··· Reading passage ···
According to recently released testimony, US military police tried to obtain a slew of weapons from local national guardsmen as they prepared to assault peaceful protesters outside the White House on June 1, including a “heat ray” that induces the feeling of boiling skin.
Sputnik

As police in Washington, DC, moved to disperse peaceful protesters in Lafayette Park on June 1 prior to a photo op outside a church by US President Donald Trump, they unleashed a slew of weapons including tear gas, “stinger” grenades and rubber bullets. However, according to recently released testimony by Maj. Adam DeMarco of the DC National Guard, military police sought some even more powerful weapons, including the Active Denial System (ADS), or so-called “heat ray.”

The revelation comes from DeMarco’s July testimony to the House Natural Resources Committee, which is investigating the Lafayette Park incident. The testimony was obtained by the Washington Post on Wednesday.

According to the Post, an email from the National Capital Region’s lead military police official said the ADS “can provide our troops a capacity they currently do not have, the ability to reach out and engage potential adversaries at distances well beyond small arms range, and in a safe, effective, and nonlethal manner.”

US Police Sought ‘Heat Ray’ to Use Against White House Protesters Prior to Trump Bible Photo-Op
DeMarco’s testimony also revealed that a stockpile of M4 carbines - special assault rifles adapted from the M16 for use by special forces - was shipped from Virginia’s Fort Belvoir to the DC Armory on June 1, followed by roughly 7,000 rounds of 5.56-millimeter and 7.62-millimeter ammunition.

The dispersal was the beginning of a night of violent crackdowns on demonstrations across the US’ capital city in which police cornered dozens of protesters in a narrow side-street and tear-gassed them and national guardsmen “buzzed” protesters with helicopters by flying just 50 feet over their heads. The protests were part of a crescendo of nationwide demonstrations against racism and police violence sparked by the death of George Floyd, a 46-year-old Black man, at the hands of Minnesota’s Minneapolis Police Department.

According to the Pentagon’s non-lethal weapons program, the ADS broadcasts “a very short duration focused beam of millimeter waves at a frequency of 95 gigahertz” that “provides a quick and reversible skin surface heating sensation that does not penetrate into the target.” This is much more powerful than a microwave oven, but according to the Pentagon, “the associated directed energy wavelength is very short and only physically capable of reaching a skin depth of about 1/64 of an inch.”

“This weapon is battlefield technology,” the Partnership for Civil Justice Fund, a constitutional rights nonprofit group in Washington, DC, tweeted on Wednesday. “Deployed in Afghanistan but withdrawn. But clearly some in the Pentagon and the Trump Admin view Americans engaged in protest the way they view enemy combatants.”

DeMarco told lawmakers that in addition to the “heat ray,” military police also wanted a Long Range Acoustic Device (LRAD) “sound cannon,” which blasts eardrum-snapping sound waves at crowds within a narrow angle of attack. The National Guard had neither weapon, but if it had brought them into the city, it would have been a severe escalation, as the guardsmen deployed to DC streets in early June were unarmed.
···
→ **Exercises**
1. From the heat ray article, list the weapons that police in Washington, DC, unleashed as they moved to disperse protesters in Lafayette Park on June 1.
2. Please update the records from the line containing "One marker per instance of the standing" through the end of the records, inclusive, replacing "standing girl" with "standing person" and leaving everything else unchanged. Give only those lines.
··· Entries supplied ···
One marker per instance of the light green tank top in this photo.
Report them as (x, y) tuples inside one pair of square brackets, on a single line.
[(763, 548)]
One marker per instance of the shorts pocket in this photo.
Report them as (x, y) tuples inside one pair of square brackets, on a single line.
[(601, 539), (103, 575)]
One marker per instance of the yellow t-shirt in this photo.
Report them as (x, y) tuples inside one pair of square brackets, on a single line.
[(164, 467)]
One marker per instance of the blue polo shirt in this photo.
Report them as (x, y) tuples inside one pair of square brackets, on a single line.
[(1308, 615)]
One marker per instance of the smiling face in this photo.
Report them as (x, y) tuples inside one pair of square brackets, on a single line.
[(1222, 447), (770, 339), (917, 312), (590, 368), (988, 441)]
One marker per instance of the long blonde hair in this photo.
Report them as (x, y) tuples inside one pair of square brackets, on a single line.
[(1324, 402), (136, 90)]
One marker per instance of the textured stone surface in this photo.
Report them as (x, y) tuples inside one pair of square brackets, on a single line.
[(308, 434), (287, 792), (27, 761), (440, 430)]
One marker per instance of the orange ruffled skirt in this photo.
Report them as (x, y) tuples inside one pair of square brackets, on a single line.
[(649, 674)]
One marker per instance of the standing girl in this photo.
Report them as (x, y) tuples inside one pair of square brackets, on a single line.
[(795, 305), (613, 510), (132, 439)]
···
→ **Final answers**
1.
- tear gas
- "stinger" grenades
- rubber bullets

2.
One marker per instance of the standing person in this photo.
Report them as (x, y) tuples inside one pair of square brackets, on a single line.
[(795, 305), (613, 510), (132, 439)]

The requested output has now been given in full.